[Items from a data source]
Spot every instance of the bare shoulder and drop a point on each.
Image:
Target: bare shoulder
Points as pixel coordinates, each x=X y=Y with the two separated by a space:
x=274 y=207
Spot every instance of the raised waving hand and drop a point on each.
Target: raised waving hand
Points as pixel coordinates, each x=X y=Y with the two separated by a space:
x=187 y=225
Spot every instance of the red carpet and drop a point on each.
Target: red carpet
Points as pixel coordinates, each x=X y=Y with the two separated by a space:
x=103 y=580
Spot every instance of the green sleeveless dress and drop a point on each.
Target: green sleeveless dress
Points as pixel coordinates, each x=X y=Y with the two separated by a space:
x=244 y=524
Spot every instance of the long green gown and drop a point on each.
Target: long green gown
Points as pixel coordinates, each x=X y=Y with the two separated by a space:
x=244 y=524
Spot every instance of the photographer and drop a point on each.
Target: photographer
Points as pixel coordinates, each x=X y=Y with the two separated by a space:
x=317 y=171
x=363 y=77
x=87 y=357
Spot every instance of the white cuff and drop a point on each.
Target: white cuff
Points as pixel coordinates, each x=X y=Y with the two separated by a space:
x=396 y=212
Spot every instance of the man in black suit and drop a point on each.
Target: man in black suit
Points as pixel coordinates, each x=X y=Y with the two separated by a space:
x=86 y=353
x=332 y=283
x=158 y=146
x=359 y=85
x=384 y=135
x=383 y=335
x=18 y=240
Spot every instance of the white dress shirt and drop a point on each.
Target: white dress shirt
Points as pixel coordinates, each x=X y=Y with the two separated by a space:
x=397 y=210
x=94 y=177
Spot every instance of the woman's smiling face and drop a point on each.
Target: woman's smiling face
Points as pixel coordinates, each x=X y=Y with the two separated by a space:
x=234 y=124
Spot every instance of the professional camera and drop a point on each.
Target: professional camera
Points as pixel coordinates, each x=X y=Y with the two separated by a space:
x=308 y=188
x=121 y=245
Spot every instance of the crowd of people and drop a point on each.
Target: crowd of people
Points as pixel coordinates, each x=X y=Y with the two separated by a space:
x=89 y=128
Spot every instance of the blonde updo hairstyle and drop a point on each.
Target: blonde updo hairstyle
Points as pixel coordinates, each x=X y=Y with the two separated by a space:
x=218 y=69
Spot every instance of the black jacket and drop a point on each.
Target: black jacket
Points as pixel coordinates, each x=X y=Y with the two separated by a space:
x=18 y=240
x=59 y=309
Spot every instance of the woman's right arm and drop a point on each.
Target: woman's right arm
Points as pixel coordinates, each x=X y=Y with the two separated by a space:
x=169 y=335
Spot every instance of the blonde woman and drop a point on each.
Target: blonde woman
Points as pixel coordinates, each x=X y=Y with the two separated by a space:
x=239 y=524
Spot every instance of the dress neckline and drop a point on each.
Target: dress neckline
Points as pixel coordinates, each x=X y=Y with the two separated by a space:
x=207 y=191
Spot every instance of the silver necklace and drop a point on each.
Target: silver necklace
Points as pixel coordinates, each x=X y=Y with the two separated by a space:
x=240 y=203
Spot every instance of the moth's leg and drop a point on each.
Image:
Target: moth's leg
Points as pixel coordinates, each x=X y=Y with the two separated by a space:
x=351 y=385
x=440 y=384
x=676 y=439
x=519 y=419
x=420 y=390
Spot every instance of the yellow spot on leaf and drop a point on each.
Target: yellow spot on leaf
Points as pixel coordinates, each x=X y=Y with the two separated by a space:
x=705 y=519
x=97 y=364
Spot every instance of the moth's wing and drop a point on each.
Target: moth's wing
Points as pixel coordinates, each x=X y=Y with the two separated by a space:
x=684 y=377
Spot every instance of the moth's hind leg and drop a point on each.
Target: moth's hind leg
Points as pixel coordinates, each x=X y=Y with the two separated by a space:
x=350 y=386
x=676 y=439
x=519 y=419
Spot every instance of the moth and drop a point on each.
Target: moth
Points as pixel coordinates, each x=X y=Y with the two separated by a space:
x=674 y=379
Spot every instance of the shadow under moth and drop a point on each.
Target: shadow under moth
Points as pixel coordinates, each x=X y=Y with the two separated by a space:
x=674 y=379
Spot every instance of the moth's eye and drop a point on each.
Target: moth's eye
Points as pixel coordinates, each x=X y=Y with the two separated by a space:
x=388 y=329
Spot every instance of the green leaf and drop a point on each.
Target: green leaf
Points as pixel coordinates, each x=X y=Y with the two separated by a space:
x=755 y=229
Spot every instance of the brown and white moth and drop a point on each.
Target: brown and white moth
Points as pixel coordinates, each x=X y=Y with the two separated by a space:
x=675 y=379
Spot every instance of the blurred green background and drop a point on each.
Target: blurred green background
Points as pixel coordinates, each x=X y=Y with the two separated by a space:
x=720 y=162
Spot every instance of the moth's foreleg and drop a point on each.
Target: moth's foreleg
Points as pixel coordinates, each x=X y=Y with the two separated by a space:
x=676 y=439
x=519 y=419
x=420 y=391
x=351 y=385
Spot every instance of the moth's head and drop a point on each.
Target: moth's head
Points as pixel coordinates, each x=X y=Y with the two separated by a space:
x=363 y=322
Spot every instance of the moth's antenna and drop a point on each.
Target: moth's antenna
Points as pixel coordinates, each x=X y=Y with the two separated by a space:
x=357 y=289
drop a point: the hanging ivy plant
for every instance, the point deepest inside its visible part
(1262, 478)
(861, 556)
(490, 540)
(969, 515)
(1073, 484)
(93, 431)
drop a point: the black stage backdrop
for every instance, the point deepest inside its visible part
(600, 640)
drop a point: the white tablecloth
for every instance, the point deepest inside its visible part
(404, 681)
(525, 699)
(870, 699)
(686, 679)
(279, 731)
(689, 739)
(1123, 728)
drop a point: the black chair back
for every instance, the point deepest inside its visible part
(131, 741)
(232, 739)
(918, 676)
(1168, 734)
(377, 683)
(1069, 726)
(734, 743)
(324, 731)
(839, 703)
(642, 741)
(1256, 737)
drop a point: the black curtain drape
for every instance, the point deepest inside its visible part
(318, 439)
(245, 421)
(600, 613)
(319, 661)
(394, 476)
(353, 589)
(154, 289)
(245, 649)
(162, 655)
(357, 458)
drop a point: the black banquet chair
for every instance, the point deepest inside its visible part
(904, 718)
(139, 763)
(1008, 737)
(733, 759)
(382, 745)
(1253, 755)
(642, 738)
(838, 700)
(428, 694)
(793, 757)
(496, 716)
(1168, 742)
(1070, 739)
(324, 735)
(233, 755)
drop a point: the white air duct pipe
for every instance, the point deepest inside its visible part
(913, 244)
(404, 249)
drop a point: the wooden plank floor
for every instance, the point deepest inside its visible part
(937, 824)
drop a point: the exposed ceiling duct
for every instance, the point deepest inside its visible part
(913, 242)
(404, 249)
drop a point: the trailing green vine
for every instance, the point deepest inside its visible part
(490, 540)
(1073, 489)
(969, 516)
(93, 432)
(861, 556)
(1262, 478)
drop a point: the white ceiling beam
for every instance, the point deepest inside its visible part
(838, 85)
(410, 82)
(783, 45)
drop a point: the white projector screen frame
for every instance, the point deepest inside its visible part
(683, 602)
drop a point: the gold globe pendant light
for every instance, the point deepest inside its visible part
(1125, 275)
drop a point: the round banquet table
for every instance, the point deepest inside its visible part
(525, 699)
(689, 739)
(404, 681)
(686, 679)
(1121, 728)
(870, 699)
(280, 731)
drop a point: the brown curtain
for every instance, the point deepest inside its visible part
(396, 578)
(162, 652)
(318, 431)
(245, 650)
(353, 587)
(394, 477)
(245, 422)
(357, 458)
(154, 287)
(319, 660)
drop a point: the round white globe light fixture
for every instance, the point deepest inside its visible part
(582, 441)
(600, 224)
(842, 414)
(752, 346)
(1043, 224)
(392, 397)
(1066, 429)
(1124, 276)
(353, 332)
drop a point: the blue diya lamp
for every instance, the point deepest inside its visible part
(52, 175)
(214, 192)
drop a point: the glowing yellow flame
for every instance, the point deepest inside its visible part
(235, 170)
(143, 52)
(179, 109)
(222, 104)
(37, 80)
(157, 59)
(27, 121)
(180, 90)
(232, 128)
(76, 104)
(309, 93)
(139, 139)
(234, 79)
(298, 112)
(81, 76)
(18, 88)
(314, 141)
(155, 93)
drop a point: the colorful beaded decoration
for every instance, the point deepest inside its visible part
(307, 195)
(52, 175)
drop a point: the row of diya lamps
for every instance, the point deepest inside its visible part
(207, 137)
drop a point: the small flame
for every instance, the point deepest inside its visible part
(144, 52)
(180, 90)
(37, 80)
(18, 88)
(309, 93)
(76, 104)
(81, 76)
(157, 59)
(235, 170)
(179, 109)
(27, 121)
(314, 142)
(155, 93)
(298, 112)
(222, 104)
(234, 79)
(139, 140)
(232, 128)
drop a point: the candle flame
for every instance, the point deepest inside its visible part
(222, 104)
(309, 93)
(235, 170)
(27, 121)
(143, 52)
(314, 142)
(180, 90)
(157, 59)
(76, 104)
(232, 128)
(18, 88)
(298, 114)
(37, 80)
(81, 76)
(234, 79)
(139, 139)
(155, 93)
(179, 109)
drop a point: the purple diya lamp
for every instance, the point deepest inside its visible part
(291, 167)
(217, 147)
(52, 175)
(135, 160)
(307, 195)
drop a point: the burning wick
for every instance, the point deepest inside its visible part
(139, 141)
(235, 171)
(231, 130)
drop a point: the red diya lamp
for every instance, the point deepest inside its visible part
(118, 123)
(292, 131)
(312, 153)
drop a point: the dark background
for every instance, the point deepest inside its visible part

Task =>
Answer with the number alone after tallying the lines of the entries above that contain the word "dress".

Task answer =>
6